> [Written instruction] Find the line containing "the sky, given", then output it and every line after it through the end of the listing below, exactly as written.

---------- Material supplied ----------

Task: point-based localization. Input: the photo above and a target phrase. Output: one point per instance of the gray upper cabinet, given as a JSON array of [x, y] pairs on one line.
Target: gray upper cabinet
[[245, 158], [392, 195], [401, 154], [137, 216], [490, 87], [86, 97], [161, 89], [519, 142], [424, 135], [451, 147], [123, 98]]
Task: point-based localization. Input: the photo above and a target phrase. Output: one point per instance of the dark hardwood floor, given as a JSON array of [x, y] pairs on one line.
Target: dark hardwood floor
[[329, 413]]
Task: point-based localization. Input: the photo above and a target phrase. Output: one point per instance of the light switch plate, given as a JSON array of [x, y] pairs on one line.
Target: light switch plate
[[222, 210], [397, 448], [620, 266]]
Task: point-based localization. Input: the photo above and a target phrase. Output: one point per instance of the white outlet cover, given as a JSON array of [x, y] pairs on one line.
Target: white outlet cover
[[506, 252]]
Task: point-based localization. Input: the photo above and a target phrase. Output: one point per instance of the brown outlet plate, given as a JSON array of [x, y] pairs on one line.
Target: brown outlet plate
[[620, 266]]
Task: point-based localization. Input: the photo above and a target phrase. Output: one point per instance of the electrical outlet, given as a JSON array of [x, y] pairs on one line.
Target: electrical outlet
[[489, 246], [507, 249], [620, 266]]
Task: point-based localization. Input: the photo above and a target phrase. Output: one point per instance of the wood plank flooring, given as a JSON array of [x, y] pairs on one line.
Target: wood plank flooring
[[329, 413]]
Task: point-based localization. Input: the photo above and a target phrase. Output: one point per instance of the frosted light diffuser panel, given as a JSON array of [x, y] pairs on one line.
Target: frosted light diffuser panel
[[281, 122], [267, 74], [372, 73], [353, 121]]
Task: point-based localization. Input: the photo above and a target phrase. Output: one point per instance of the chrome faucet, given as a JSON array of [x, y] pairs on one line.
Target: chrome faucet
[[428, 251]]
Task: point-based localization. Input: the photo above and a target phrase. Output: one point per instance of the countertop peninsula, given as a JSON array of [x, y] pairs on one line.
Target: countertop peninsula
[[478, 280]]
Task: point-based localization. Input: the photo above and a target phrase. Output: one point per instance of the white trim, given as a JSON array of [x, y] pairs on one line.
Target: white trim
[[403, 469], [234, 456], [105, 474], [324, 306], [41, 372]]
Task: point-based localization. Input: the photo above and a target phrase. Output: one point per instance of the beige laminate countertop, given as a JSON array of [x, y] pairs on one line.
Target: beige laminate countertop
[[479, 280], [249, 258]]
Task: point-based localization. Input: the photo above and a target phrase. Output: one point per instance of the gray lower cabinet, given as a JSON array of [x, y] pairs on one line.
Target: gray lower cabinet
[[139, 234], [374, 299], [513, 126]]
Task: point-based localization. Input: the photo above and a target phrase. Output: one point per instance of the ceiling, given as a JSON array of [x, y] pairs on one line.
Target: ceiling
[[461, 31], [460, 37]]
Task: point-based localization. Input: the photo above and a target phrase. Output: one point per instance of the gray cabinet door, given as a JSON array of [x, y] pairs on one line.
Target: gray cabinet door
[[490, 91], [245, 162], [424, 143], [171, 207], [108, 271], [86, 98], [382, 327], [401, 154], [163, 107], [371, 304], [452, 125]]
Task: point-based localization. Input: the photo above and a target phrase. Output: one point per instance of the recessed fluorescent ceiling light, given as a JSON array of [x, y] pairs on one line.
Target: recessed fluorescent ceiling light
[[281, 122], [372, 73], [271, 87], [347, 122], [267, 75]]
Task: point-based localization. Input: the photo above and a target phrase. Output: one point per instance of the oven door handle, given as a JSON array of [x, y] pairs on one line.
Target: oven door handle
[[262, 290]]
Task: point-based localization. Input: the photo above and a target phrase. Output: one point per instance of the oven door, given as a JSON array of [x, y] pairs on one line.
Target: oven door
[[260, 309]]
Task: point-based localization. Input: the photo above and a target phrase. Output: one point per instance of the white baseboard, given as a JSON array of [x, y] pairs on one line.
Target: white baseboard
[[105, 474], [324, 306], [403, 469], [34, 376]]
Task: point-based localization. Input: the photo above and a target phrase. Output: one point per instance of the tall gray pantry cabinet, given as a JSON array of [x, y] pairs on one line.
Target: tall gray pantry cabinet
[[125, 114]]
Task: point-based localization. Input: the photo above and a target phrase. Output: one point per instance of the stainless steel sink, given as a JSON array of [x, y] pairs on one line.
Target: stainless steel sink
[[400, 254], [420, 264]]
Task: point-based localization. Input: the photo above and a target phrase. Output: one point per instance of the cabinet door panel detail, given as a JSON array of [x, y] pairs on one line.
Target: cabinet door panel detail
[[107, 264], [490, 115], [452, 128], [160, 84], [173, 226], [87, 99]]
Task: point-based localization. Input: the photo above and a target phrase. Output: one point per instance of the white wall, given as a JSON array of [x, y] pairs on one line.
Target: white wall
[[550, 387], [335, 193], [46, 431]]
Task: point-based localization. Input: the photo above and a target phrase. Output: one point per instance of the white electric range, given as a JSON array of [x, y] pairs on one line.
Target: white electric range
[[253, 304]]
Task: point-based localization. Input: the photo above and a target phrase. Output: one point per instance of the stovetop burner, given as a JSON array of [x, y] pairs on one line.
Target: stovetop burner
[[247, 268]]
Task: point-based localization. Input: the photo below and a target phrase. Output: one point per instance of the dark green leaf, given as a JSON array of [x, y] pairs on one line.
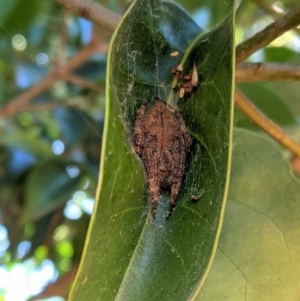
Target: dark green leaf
[[258, 253], [267, 102], [128, 256], [48, 186]]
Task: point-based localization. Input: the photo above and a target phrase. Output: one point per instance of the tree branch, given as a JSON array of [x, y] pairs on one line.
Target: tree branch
[[266, 36], [93, 11], [258, 72], [270, 10], [264, 123], [79, 81]]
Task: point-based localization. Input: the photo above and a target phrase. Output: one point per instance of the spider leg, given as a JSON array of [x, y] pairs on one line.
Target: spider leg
[[138, 139], [153, 176]]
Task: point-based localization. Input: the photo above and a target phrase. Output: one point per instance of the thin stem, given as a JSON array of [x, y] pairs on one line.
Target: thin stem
[[269, 34], [93, 11], [259, 72], [264, 123], [271, 10]]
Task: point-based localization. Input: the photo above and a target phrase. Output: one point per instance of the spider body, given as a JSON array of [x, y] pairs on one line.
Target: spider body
[[162, 142]]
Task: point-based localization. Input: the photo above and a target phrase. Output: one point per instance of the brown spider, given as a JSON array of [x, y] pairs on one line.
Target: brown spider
[[162, 142]]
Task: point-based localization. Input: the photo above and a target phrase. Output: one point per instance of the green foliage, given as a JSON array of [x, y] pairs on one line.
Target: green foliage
[[128, 256], [48, 185], [268, 103], [257, 257]]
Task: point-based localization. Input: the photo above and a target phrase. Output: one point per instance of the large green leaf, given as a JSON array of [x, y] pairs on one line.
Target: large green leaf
[[128, 256], [258, 253], [268, 102]]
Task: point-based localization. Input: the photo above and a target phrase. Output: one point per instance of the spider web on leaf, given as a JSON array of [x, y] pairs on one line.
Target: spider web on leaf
[[140, 69]]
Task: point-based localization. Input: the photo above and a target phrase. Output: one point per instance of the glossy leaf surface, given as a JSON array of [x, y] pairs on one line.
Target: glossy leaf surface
[[257, 257], [128, 256]]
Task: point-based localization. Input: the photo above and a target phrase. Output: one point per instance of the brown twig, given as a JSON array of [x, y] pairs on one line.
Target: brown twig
[[258, 72], [264, 123], [270, 10], [21, 101], [93, 11], [40, 107], [77, 80], [266, 36]]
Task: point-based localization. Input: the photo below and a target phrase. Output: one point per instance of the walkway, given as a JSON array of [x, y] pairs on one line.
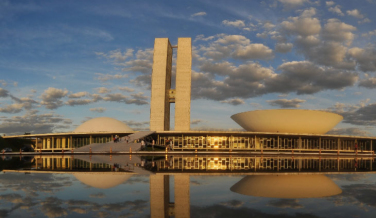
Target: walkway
[[122, 145]]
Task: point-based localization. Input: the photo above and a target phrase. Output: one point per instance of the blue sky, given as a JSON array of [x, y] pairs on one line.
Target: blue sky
[[63, 62]]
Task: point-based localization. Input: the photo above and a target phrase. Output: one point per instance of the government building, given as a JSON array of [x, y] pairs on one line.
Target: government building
[[279, 130]]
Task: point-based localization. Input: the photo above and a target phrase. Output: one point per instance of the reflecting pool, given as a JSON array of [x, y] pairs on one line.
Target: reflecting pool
[[186, 186]]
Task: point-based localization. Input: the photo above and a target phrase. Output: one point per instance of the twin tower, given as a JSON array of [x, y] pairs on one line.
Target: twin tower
[[162, 94]]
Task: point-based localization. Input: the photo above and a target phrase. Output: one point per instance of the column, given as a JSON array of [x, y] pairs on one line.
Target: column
[[182, 196], [183, 85], [160, 85], [159, 195]]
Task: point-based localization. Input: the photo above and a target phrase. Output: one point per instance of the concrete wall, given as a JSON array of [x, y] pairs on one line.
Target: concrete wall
[[159, 195], [161, 84], [183, 85]]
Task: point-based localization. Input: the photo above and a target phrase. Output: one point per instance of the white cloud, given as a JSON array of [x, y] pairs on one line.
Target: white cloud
[[283, 47], [288, 4], [196, 121], [127, 89], [337, 10], [338, 31], [286, 103], [237, 47], [103, 90], [355, 13], [106, 77], [329, 3], [365, 20], [3, 93], [234, 101], [202, 13], [98, 109], [116, 55], [51, 97], [34, 123], [78, 95], [303, 25], [78, 102], [236, 23]]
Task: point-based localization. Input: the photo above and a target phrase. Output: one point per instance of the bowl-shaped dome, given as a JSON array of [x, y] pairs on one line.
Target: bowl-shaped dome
[[287, 121], [287, 186], [103, 124]]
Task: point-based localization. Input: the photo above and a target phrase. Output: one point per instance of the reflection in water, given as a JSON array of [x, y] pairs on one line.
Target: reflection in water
[[287, 186], [101, 180], [169, 188]]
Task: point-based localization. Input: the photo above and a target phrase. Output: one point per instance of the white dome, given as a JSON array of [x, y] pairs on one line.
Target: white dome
[[103, 124], [102, 180], [287, 121], [287, 186]]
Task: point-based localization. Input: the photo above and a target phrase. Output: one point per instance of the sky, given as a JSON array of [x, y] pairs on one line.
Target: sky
[[64, 62]]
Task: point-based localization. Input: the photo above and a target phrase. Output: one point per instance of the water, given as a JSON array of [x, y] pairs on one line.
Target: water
[[181, 186]]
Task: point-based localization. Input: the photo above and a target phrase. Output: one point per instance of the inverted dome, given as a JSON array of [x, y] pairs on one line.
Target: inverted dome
[[102, 180], [287, 121], [103, 124], [287, 186]]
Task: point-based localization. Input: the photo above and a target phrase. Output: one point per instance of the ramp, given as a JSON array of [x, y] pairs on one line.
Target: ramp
[[121, 146]]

----------

> [Answer to the task]
Task: point-based localization. Input: the photo above and a target phrase. Output: one point per instance of the sky, given as a JSON array of [x, y] pairs on one line.
Target: sky
[[64, 62]]
Task: point-based localization. Input: the photo above and a target phrase. Output: one point per instance of the water, given as a JSON array of [x, y] pairs on one line.
Target: water
[[181, 186]]
Task: point-based localization. Input: the photo above and a target phrase. Output: one point per instance of the inverted dome, given as a JSON array of [x, y] pairs on one line.
Target: inverted dome
[[102, 180], [287, 121], [103, 124], [287, 186]]
Task: point-based localization. Input: the photo above and a target phrase. Output: one point per instance of the ramp, given as a JSON array of [x, y] pairs on one line.
Target: ramp
[[121, 146]]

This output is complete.